Thursday, April 25, 2013

National Poetry Month— William Butler Yeats "Easter, 1916"

After spending with the alpha and omega of English poetry—Chaucer and the equally bawdy and saucy Geraldine Murfin-Shaw—it’s only fair that we let the Irish have their say.  Especially since today is the anniversary of the Declaration of Martial Law in Dublin after the Irish Volunteers, Irish Citizen’s Army, the 200 women members of Cumann na mBan, and a small force of Hibernian Rifles seized key buildings in Dublin, including the General Post Office and read the Proclamation of the Irish Republic.

In the five bloody days that followed the Royal Navy shelled the city and thousands of troops poured in eventually crushing the rebellion with heavy casualties.  All seven signatories of the Proclamation including Padraig Pearce  and the wounded socialist and radical labor unionist James Connolly and seven others, including men who were not even directly involved, were executed by firing squads.

Over 1,500 rebels were placed in virtual concentration camps where they met in secret and plotted  revolution.
----------
§ **Written exercise 1**:
In the entries below, copy out everything from the line that contains "Practice. Place a marker on each instance of the balcony" through the end of the entries, omitting the pictures.

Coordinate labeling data
----------
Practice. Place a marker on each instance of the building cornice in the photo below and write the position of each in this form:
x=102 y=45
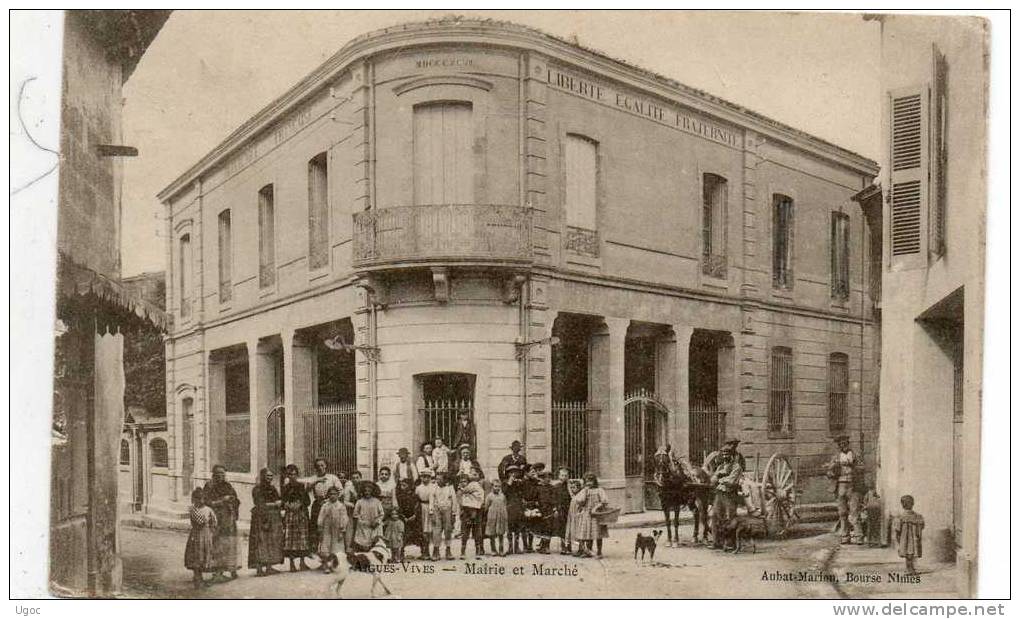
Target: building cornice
x=498 y=34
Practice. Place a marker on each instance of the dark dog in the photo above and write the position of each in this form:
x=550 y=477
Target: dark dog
x=647 y=544
x=742 y=528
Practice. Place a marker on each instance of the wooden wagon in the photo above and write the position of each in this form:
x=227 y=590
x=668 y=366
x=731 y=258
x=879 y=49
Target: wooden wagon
x=770 y=493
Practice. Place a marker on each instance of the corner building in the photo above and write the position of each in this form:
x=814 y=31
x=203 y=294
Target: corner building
x=471 y=216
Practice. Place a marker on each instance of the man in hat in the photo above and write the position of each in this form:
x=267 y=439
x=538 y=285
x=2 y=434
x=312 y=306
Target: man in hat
x=404 y=468
x=512 y=459
x=464 y=430
x=846 y=472
x=726 y=484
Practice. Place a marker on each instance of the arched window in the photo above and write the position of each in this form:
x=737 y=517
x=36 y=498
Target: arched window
x=158 y=450
x=838 y=387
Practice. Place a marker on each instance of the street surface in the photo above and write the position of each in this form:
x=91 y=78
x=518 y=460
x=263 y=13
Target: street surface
x=153 y=567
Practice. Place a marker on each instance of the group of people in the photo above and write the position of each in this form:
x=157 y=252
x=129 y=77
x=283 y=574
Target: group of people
x=421 y=503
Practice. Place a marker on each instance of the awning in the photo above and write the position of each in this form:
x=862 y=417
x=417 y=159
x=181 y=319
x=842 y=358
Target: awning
x=74 y=279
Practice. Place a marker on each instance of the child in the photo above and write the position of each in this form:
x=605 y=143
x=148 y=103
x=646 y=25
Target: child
x=515 y=509
x=388 y=487
x=470 y=498
x=441 y=454
x=445 y=506
x=333 y=525
x=367 y=516
x=198 y=552
x=573 y=516
x=296 y=501
x=393 y=530
x=496 y=517
x=907 y=527
x=425 y=494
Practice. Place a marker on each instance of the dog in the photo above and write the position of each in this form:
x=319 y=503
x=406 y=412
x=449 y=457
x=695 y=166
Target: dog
x=742 y=528
x=647 y=544
x=370 y=561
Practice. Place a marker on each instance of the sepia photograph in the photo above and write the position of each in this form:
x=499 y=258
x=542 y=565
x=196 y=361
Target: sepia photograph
x=545 y=304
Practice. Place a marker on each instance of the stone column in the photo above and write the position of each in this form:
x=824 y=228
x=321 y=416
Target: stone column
x=215 y=417
x=606 y=389
x=299 y=392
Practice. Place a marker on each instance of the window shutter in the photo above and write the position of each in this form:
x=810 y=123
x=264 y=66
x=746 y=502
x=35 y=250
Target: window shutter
x=909 y=169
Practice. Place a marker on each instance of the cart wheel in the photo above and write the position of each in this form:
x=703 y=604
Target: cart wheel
x=780 y=495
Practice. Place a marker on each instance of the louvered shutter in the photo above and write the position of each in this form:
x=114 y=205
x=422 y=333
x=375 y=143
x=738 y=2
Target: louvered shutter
x=908 y=170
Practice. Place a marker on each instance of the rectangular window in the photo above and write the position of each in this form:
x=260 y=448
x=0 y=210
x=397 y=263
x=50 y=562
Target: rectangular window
x=780 y=402
x=444 y=157
x=266 y=238
x=185 y=274
x=318 y=212
x=839 y=256
x=580 y=162
x=838 y=387
x=224 y=255
x=714 y=194
x=237 y=430
x=782 y=242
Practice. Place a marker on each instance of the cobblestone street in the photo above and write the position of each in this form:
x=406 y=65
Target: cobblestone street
x=153 y=567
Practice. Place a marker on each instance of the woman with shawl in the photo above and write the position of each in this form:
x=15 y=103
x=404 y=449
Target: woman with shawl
x=220 y=496
x=265 y=547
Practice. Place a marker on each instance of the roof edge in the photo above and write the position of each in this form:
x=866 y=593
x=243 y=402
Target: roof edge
x=511 y=35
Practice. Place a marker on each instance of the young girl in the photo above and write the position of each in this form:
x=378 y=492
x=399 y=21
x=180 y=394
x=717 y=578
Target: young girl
x=573 y=517
x=515 y=509
x=445 y=509
x=496 y=517
x=393 y=530
x=589 y=500
x=367 y=516
x=471 y=498
x=907 y=527
x=296 y=502
x=333 y=525
x=199 y=552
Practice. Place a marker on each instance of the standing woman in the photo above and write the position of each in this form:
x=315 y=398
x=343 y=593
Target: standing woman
x=265 y=538
x=220 y=496
x=296 y=501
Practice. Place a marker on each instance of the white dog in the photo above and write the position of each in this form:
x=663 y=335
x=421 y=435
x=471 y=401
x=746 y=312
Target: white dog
x=371 y=562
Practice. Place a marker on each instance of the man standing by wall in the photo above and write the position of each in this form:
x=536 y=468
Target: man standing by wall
x=846 y=471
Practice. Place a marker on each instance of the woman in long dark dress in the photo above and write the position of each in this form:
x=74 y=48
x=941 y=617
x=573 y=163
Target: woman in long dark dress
x=221 y=497
x=296 y=502
x=265 y=547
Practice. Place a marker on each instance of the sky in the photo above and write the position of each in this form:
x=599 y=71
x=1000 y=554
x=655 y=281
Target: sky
x=208 y=71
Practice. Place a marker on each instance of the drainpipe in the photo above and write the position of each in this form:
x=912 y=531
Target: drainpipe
x=522 y=313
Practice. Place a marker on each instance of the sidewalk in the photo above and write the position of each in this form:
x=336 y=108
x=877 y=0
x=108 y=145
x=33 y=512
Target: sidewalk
x=874 y=572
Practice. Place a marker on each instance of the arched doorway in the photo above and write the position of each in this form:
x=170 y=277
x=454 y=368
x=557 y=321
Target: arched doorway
x=275 y=440
x=446 y=400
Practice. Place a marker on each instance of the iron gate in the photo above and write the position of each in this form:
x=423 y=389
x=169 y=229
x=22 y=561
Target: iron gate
x=439 y=418
x=575 y=437
x=332 y=433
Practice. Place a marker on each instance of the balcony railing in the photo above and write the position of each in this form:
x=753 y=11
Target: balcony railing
x=443 y=234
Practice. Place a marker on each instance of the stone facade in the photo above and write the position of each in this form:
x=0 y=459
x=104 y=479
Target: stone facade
x=465 y=297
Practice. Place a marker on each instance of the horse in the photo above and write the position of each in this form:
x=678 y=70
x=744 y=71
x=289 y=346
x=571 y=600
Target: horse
x=681 y=486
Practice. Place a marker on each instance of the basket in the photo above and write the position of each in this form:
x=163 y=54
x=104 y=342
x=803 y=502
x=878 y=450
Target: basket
x=607 y=515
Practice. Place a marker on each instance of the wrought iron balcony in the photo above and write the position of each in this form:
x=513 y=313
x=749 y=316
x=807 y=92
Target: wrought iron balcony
x=443 y=234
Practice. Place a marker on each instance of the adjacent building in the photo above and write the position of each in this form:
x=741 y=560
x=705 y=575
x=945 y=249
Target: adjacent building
x=930 y=207
x=93 y=310
x=469 y=216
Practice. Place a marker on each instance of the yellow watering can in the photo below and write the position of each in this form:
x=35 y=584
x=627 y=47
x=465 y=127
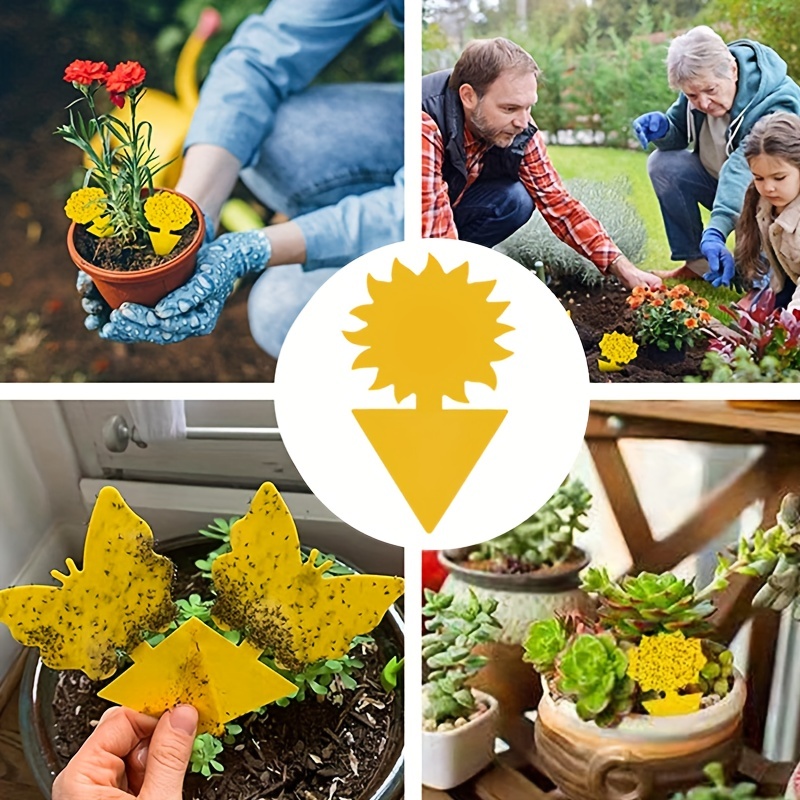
----------
§ **Written exercise 2**:
Using the post on the Easter Rising, answer the following:
(a) How many women members of Cumann na mBan took part in seizing buildings in Dublin?
(b) How many days followed before the rebellion was crushed?
(c) How many rebels were placed in virtual concentration camps?

§ **Written reply 1**:
Practice. Place a marker on each instance of the balcony railing in the photo above and write the position of each in this form:
x=753 y=11
Target: balcony railing
x=443 y=234
Practice. Place a marker on each instance of the stone facade in the photo above and write the position of each in this form:
x=0 y=459
x=104 y=479
Target: stone facade
x=465 y=297
Practice. Place a marker on each instance of the horse in the photo above and write the position of each in this form:
x=678 y=70
x=744 y=71
x=289 y=346
x=571 y=600
Target: horse
x=681 y=486
Practice. Place a marker on each instance of the basket in the photo above and write the position of each in this form:
x=163 y=54
x=104 y=342
x=803 y=502
x=878 y=450
Target: basket
x=607 y=515
Practice. Place a marker on each instance of the wrought iron balcony in the photo above and write the position of each in this form:
x=513 y=313
x=749 y=316
x=807 y=92
Target: wrought iron balcony
x=443 y=234
Practice. Place a marker on each instance of the adjacent building in the photo above and write the position of each in this form:
x=741 y=560
x=705 y=575
x=945 y=249
Target: adjacent building
x=930 y=207
x=93 y=310
x=469 y=216
Practice. Place a marker on each instance of the yellow watering can in the photo below and write the position of each in this form:
x=35 y=584
x=627 y=47
x=465 y=127

§ **Written reply 2**:
(a) 200
(b) Five
(c) Over 1,500